• [Teks Sumber]

--------------------------------------------------

Menu
Menu

Orang Manggarai memiliki tradisi lisan yang sangat kuat. Hal tersebut disampaikan pemateri pada kegiatan Revitalisasi Bahasa Manggarai.


Oleh: Erik Jumpar |

Tinggal di Manggarai Timur. Turut mengurus Tabeite.com bersama anak muda Manggarai Timur yang memiliki semangat yang sama.


Saat tiba di penginapan milik Kevikepan Borong peserta Pelatihan Guru Utama Bahasa Manggarai disambut senyum sumringah staf Kantor Bahasa NTT. Ada 50 orang guru SD dan SMP di Kabupaten Manggarai Timur dilibatkan dalam kerja kebudayaan: Revitalisasi Bahasa Manggarai. Kegiatan yang diselenggarakan oleh Kantor Bahasa Provinsi NTT ini diadakan sejak 23 Mei sampai 27 Mei 2023 kali lalu.

Kerja kebudayaan ini digarap oleh tiga maestro yakni Felix Edon, Kanisius Teobald Deki, dan Armin Bell. Felix Edon dikenal sebagai pencipta lagu-lagu Manggarai, lagu-lagunya menemani perjalanan orang Manggarai. Armin Bell dikenal sebagai penulis, karya fiksinya tersebar di berbagai media lokal dan nasional. Sementara Kanisius Teobald Deki, biasa disapa Nick Deki, dikenal sebagai budayawan melakukan riset-riset budaya Manggarai, bukunya yang berjudul Tradisi Lisan Orang Manggarai jadi salah satu rujukan bagi orang yang ingin belajar budaya Manggarai.

Perjumpaan pada hari pertama dimulai dengan acara pembukaan. Sore harinya dibuka dengan resmi oleh Bupati Manggarai Timur Andreas Agas. Dalam sambutannya, ia mengajak seluruh peserta untuk antusias dalam kegiatan tersebut.

“Kita semua punya tanggung jawab untuk melestarikan bahasa Manggarai. Pemerintah terus mendorong untuk mengajarkan bahasa daerah di jenjang SD dan SMP dalam mata pelajaran Muatan Lokal,” jelasnya.

Saat berkunjung ke berbagai sekolah di Kabupaten Manggarai Timur, ia mengaku amat bangga ketika peserta didik bertugas sebagai pembawa kepok, penyambutan secara lisan untuk tamu penting dalam bahasa Manggarai.

“Rasanya senang sekali ketika melihat anak-anak membawakan kepok dengan baik. Mereka memang menghafal isi kepok, tetapi ada kebanggaan saat mereka mau belajar budaya Manggarai,” tutupnya.

Perjumpaan dilanjutkan dengan pengenalan materi pengantar: Revitalisasi Bahasa Ibu di Provinsi Nusa Tenggara Timur. Ancaman kepunahan bahasa ibu, menurut Kantor Bahasa NTT, kian nyata di tengah keseharian masyarakat Nusa Tenggara Timur. Di dalam hidup orang Manggarai misalnya, sudah semakin banyak kata-kata lokal yang asing di telinga; ancaman kepunahan diksi lokal ini perlu dipercakapan dengan serius oleh pemangku kebijakan.

--------------------------------------------------

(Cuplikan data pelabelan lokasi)
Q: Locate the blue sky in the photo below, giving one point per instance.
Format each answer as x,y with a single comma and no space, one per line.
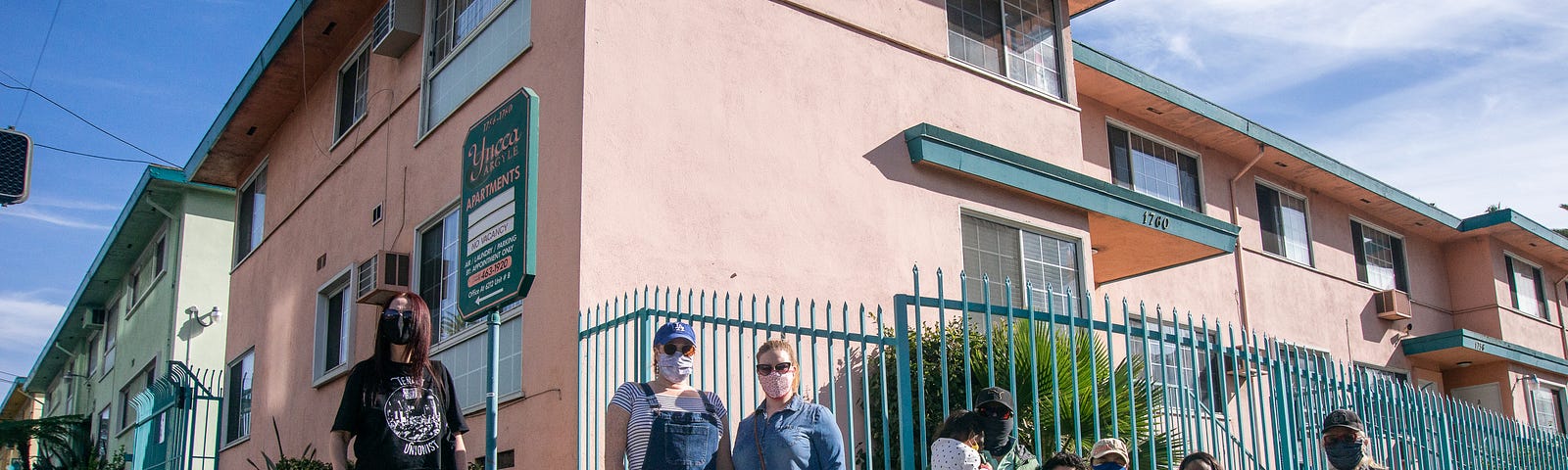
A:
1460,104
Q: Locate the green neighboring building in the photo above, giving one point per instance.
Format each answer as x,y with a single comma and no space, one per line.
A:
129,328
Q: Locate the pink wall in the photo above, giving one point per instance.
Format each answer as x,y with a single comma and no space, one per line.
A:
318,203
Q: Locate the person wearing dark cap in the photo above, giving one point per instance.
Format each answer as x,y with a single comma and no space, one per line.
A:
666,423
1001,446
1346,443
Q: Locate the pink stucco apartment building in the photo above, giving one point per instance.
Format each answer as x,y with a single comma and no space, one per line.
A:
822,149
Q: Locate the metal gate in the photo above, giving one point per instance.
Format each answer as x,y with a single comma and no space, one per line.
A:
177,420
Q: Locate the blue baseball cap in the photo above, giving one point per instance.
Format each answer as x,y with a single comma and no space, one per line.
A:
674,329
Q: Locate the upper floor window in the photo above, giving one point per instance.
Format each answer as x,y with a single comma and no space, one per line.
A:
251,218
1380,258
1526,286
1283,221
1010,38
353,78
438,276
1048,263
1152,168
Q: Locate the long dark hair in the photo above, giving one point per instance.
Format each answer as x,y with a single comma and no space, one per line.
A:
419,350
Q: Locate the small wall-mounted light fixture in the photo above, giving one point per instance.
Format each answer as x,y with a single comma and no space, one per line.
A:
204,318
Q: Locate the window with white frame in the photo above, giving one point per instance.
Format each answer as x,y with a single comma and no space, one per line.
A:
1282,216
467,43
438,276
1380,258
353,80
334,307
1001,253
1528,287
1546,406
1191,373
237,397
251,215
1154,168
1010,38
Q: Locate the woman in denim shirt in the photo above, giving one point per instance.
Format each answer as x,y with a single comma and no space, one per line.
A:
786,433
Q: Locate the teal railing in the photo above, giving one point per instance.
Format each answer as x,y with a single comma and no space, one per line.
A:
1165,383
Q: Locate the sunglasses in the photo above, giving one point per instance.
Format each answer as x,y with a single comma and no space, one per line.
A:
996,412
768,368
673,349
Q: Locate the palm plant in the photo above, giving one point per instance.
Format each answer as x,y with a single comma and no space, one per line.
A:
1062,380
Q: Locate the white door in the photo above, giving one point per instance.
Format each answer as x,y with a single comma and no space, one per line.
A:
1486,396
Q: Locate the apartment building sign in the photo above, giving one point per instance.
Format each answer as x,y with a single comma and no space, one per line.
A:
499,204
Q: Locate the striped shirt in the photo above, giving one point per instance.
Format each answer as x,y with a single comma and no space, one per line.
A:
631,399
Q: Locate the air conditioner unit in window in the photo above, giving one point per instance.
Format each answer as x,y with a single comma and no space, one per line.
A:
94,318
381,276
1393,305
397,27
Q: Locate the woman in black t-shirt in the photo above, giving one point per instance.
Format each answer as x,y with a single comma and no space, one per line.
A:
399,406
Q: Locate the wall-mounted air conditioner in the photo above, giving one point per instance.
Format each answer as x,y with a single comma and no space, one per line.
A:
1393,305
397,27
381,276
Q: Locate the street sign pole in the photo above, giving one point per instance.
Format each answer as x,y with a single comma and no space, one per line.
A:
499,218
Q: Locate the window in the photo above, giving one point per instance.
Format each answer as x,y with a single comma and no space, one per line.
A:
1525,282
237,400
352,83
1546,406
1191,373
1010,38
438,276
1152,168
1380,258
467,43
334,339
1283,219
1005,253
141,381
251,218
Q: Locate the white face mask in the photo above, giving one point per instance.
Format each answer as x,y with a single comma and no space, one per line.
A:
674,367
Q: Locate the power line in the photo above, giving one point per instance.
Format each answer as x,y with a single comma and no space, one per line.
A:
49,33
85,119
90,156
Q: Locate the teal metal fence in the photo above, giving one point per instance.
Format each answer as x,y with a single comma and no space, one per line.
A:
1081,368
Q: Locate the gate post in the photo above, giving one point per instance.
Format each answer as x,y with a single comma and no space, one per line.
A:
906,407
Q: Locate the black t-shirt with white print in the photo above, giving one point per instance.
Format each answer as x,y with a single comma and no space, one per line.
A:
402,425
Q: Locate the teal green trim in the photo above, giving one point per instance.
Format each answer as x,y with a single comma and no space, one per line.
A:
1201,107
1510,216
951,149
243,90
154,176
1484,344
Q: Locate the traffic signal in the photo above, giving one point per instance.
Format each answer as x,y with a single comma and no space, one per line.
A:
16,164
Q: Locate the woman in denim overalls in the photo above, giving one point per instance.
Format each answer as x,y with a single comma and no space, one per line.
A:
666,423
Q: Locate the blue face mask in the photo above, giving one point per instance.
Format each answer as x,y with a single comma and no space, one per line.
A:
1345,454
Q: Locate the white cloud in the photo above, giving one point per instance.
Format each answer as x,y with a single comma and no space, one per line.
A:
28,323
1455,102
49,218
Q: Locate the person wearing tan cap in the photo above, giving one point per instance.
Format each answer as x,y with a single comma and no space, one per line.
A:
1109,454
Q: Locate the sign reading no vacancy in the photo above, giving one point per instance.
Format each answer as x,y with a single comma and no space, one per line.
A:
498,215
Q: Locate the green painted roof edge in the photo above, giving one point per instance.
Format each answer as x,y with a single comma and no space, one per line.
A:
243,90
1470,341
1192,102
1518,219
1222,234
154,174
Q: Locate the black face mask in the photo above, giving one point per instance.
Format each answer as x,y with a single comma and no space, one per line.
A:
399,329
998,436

--------------------------------------------------

• [Daftar Tugas]
[1] Salin ulang bagian teks tentang revitalisasi bahasa Manggarai mulai dari "Oleh: Erik Jumpar" sampai dengan "2023 kali lalu." tanpa mengubah apa pun.
[2] Dalam teks tentang revitalisasi bahasa Manggarai, ubah paragraf yang diawali "Kerja kebudayaan ini digarap" menjadi daftar singkat yang tetap memuat fakta pokoknya.
[3] Menurut teks tentang revitalisasi bahasa Manggarai, berapa guru yang dilibatkan dalam kegiatan itu, dan dari jenjang apa saja?

• [Jawaban Tugas]
[1]
Oleh: Erik Jumpar |

Tinggal di Manggarai Timur. Turut mengurus Tabeite.com bersama anak muda Manggarai Timur yang memiliki semangat yang sama.


Saat tiba di penginapan milik Kevikepan Borong peserta Pelatihan Guru Utama Bahasa Manggarai disambut senyum sumringah staf Kantor Bahasa NTT. Ada 50 orang guru SD dan SMP di Kabupaten Manggarai Timur dilibatkan dalam kerja kebudayaan: Revitalisasi Bahasa Manggarai. Kegiatan yang diselenggarakan oleh Kantor Bahasa Provinsi NTT ini diadakan sejak 23 Mei sampai 27 Mei 2023 kali lalu.

[2]
Kerja kebudayaan ini digarap oleh tiga maestro:
- Felix Edon: pencipta lagu-lagu Manggarai yang menemani perjalanan orang Manggarai.
- Armin Bell: penulis yang karya fiksinya tersebar di berbagai media lokal dan nasional.
- Kanisius Teobald Deki (Nick Deki): budayawan yang meriset budaya Manggarai. Bukunya, Tradisi Lisan Orang Manggarai, menjadi salah satu rujukan untuk belajar budaya Manggarai.

[3] Ada 50 orang guru SD dan SMP di Kabupaten Manggarai Timur.